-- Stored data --

------

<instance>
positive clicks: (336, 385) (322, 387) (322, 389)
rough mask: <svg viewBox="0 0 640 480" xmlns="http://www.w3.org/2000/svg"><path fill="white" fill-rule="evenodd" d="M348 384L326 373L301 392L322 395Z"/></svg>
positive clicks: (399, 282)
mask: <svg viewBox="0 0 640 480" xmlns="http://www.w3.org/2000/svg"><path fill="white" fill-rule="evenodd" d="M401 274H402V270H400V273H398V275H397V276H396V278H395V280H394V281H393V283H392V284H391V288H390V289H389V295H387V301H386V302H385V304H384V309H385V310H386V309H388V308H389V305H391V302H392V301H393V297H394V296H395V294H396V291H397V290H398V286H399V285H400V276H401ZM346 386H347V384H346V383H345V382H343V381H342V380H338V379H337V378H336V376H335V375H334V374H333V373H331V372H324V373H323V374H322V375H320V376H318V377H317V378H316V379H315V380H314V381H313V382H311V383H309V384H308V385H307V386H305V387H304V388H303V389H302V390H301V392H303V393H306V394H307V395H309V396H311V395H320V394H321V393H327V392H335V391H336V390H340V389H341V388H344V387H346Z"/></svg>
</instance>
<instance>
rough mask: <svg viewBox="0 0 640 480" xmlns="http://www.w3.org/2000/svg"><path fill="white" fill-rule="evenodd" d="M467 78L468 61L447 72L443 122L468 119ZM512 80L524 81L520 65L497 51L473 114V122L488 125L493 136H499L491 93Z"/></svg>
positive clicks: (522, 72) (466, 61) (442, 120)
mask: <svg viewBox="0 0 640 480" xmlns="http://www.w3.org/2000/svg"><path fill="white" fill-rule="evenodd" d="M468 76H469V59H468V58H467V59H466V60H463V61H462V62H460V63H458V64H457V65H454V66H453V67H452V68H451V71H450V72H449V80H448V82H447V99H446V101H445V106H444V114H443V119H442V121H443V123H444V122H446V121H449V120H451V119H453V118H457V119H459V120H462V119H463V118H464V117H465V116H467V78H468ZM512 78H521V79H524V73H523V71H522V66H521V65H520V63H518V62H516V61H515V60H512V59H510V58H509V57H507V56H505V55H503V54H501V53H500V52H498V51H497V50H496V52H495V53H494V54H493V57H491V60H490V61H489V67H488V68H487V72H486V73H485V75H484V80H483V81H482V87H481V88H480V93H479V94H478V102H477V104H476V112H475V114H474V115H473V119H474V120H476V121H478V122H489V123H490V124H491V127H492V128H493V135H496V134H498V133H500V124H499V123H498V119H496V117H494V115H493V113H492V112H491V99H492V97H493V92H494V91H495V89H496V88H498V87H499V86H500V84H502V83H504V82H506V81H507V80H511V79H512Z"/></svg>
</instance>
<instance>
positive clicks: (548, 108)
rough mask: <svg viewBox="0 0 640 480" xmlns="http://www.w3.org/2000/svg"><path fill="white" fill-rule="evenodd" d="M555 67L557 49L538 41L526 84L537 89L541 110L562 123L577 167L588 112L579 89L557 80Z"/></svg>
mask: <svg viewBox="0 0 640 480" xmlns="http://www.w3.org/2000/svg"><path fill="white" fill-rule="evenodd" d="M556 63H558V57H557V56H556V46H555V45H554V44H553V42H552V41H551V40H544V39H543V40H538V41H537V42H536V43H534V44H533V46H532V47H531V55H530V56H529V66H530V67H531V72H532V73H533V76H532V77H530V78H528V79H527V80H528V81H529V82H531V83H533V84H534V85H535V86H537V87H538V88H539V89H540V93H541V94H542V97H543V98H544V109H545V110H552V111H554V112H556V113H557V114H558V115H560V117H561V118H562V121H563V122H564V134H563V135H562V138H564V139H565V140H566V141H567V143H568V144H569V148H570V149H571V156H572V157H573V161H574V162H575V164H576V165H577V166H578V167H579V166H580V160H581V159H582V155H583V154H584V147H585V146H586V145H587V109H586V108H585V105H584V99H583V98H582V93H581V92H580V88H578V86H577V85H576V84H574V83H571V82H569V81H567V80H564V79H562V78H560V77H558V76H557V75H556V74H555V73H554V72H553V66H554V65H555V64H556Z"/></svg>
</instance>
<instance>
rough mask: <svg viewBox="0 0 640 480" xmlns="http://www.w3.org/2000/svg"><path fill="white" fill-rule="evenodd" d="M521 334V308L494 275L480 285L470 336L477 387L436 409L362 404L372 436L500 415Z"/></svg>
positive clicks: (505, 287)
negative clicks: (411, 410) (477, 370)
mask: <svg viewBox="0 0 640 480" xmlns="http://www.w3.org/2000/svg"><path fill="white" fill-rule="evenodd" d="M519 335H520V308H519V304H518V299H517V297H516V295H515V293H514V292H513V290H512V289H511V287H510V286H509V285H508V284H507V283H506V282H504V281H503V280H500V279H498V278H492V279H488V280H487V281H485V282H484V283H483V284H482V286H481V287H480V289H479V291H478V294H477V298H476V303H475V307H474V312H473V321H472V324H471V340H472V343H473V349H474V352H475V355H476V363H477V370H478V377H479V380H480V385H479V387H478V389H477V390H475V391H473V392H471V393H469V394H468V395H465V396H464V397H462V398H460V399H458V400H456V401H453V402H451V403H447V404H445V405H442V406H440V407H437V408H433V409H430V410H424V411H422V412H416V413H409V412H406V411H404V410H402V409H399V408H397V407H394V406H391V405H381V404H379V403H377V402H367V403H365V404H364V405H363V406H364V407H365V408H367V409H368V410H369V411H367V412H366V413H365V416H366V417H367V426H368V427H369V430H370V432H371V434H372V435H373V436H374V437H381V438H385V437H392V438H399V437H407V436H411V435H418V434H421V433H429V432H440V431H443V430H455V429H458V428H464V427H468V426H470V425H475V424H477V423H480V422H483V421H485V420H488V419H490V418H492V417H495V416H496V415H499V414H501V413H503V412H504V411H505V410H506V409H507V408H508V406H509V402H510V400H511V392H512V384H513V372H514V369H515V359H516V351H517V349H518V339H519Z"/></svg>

------

-- TASK OBJECTIVE --
Line by line, retype the data exactly as written.

-- TASK RESULT --
<instance>
positive clicks: (336, 385) (322, 387) (322, 389)
rough mask: <svg viewBox="0 0 640 480" xmlns="http://www.w3.org/2000/svg"><path fill="white" fill-rule="evenodd" d="M348 384L326 373L301 392L322 395Z"/></svg>
positive clicks: (399, 282)
mask: <svg viewBox="0 0 640 480" xmlns="http://www.w3.org/2000/svg"><path fill="white" fill-rule="evenodd" d="M401 274H402V270H400V273H398V275H397V276H396V278H395V280H394V281H393V283H392V284H391V288H390V289H389V295H387V301H386V302H385V304H384V309H385V310H386V309H388V308H389V305H391V302H392V301H393V297H394V296H395V294H396V291H397V290H398V286H399V285H400V276H401ZM346 386H347V384H346V383H345V382H343V381H342V380H338V379H337V378H336V376H335V375H334V374H333V373H331V372H324V373H323V374H322V375H320V376H318V377H317V378H316V379H315V380H314V381H313V382H311V383H309V384H308V385H307V386H305V387H304V388H303V389H302V390H301V392H303V393H306V394H307V395H309V396H311V395H320V394H321V393H327V392H335V391H336V390H340V389H341V388H344V387H346Z"/></svg>
</instance>
<instance>
rough mask: <svg viewBox="0 0 640 480" xmlns="http://www.w3.org/2000/svg"><path fill="white" fill-rule="evenodd" d="M467 78L468 61L447 72L443 122L468 119ZM512 80L524 81L520 65L497 51L473 114V122L488 125L493 136H499L491 93Z"/></svg>
positive clicks: (522, 72) (466, 61) (442, 120)
mask: <svg viewBox="0 0 640 480" xmlns="http://www.w3.org/2000/svg"><path fill="white" fill-rule="evenodd" d="M468 76H469V59H468V58H467V59H466V60H463V61H462V62H460V63H458V64H457V65H454V66H453V67H452V68H451V71H450V72H449V80H448V82H447V99H446V101H445V106H444V114H443V119H442V121H443V123H444V122H446V121H449V120H451V119H453V118H457V119H459V120H462V119H463V118H464V117H465V116H467V78H468ZM512 78H521V79H524V73H523V71H522V66H521V65H520V63H518V62H516V61H515V60H512V59H510V58H509V57H507V56H505V55H503V54H501V53H500V52H498V51H497V50H496V52H495V53H494V54H493V57H491V60H490V61H489V67H488V68H487V72H486V73H485V75H484V80H483V81H482V87H481V88H480V93H479V94H478V102H477V104H476V112H475V114H474V115H473V119H474V120H476V121H478V122H489V123H490V124H491V127H492V128H493V135H496V134H498V133H500V124H499V123H498V119H496V117H494V115H493V113H492V112H491V99H492V97H493V92H494V91H495V89H496V88H498V87H499V86H500V84H502V83H504V82H506V81H507V80H511V79H512Z"/></svg>
</instance>
<instance>
positive clicks: (548, 108)
rough mask: <svg viewBox="0 0 640 480" xmlns="http://www.w3.org/2000/svg"><path fill="white" fill-rule="evenodd" d="M555 67L557 49L538 41L526 84L537 89L541 110L562 123L577 167L588 112L579 89L557 80Z"/></svg>
mask: <svg viewBox="0 0 640 480" xmlns="http://www.w3.org/2000/svg"><path fill="white" fill-rule="evenodd" d="M556 63H558V57H557V56H556V46H555V45H554V44H553V42H552V41H551V40H544V39H543V40H538V41H537V42H536V43H534V44H533V46H532V47H531V55H530V56H529V66H530V67H531V72H532V73H533V76H532V77H530V78H528V79H527V80H528V81H529V82H531V83H533V84H534V85H535V86H537V87H538V88H539V89H540V93H541V94H542V97H543V98H544V109H545V110H552V111H554V112H556V113H557V114H558V115H560V117H561V118H562V121H563V122H564V134H563V135H562V138H564V139H565V140H566V141H567V143H568V144H569V148H570V149H571V156H572V157H573V161H574V162H575V164H576V165H577V166H578V167H579V166H580V160H581V159H582V155H583V154H584V147H585V146H586V145H587V109H586V108H585V105H584V99H583V98H582V93H581V92H580V88H578V86H577V85H576V84H574V83H571V82H569V81H567V80H564V79H562V78H560V77H558V76H557V75H556V74H555V73H554V72H553V66H554V65H555V64H556Z"/></svg>
</instance>
<instance>
rough mask: <svg viewBox="0 0 640 480" xmlns="http://www.w3.org/2000/svg"><path fill="white" fill-rule="evenodd" d="M521 334V308L494 275L480 285L470 336L477 387L436 409L362 404L372 436L500 415Z"/></svg>
positive clicks: (505, 287)
negative clicks: (411, 410) (477, 370)
mask: <svg viewBox="0 0 640 480" xmlns="http://www.w3.org/2000/svg"><path fill="white" fill-rule="evenodd" d="M519 335H520V308H519V304H518V299H517V297H516V295H515V293H514V292H513V290H512V289H511V287H510V286H509V285H508V284H507V283H506V282H504V281H503V280H500V279H498V278H492V279H488V280H487V281H485V282H484V283H483V284H482V286H481V287H480V289H479V291H478V294H477V298H476V303H475V307H474V312H473V321H472V324H471V340H472V343H473V349H474V352H475V355H476V363H477V370H478V377H479V380H480V385H479V387H478V389H477V390H475V391H473V392H471V393H469V394H468V395H465V396H464V397H462V398H460V399H458V400H456V401H453V402H451V403H447V404H445V405H442V406H440V407H437V408H433V409H430V410H424V411H422V412H416V413H409V412H406V411H404V410H402V409H399V408H397V407H394V406H391V405H381V404H379V403H377V402H367V403H365V404H364V405H363V406H364V407H365V408H367V409H368V410H369V411H367V412H366V413H365V416H366V417H367V426H368V427H369V430H370V432H371V434H372V435H373V436H374V437H381V438H385V437H392V438H399V437H407V436H411V435H418V434H421V433H429V432H440V431H443V430H455V429H458V428H464V427H468V426H470V425H475V424H477V423H480V422H483V421H485V420H488V419H490V418H492V417H495V416H496V415H499V414H501V413H503V412H504V411H505V410H506V409H507V408H508V406H509V402H510V400H511V392H512V384H513V372H514V369H515V359H516V351H517V349H518V339H519Z"/></svg>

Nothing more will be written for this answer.